[Short task] Recast the rows below as a two-column CSV with the headers instruction and response. Give one CSV line per row, holding its text and its answer, each in a single quoted field with line breaks replaced by spaces.

[Dataset items]
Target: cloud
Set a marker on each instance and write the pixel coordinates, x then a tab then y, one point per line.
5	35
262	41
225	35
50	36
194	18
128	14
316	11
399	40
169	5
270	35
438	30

[Full answer]
instruction,response
"Target: cloud Set a marker on each instance and write the pixel coordinates, x then a tab then y, one point per line.","5	35 262	41 225	35 50	36 194	18 128	14 316	11 399	40 169	5 270	35 438	30"